[START OF Text provided]

Let's say another species develops sentience and the homo sapiens as we know them are butterflied away. Bam, you have a world filled with not-humans who'd be as shocked at the sight of us as we'd be shocked at the sight of them.
That's as unrecognizable as it can get while keeping the existence of intelligent beings capable of experiencing it, but if we dont care about that and you want a unrecognizable world(in the literal sense of the word) then you can go even further with a POD changing the fundamental laws of physics(that would also butterfly away life) which would do just that.
 
Maybe not a totally unrecognizable world, but one that would be a big cultural jump nonethless while also having a extremely recent POD:
A successful version of Esperanto and the Interlingua takes off.
Imagine all international relations, economically or diplomatically, being done in Esperanto. It being taught at schools, this very forum being writen with it.
Now imagine the entire Europe adopting a latim 2.0, suddenly the whole meme of the EU being the Neo-Roman Empire is not meme, the whole upper class of the continent speaks it and it is being taught at schools of every european country as a secondary language alongside(or as an alternative to) Esperanto itself.
 
The West is the current dominant culture with the basis of western civilization being a mix of Romans, Greek, and Abrahamic influences. Removing those three would create a very different world.
 
1) Domestication of dogs thousands of years earlier, ending the conflict between homo sapiens and neanderthals at a much earlier date.
2) Introducing fishing much earlier in any place where there are rivers. Spear fishing could have happened earlier leading to much earlier human settlements.
3) Have the Austronesian expansion spread better boats much wider to include places like Egypt and India.
4) Have Archimedes not die by Roman hands. This allows the full development of the Antikythera device.
5) Have better connections between Harappa and Ur. Have the people of Ur discover how to travel to India, not just having the Harappans travel to Ur. Have the Mesopotamians introduce cuneiform to Harappa and have the Harappans improve city plannning, wells, and hygiene.
6) Have a successful reed boat route trade route between Memphis in Egypt, and Varna in Bulgaria for gold and copper at a very early date.

[END OF Text provided]
[START OF Given information]

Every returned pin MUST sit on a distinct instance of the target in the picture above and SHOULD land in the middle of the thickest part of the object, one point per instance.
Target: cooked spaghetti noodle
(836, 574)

[END OF Given information]

In the alternate history text, which three influences does the writer name as the basis of western civilization?

Romans, Greek, and Abrahamic influences.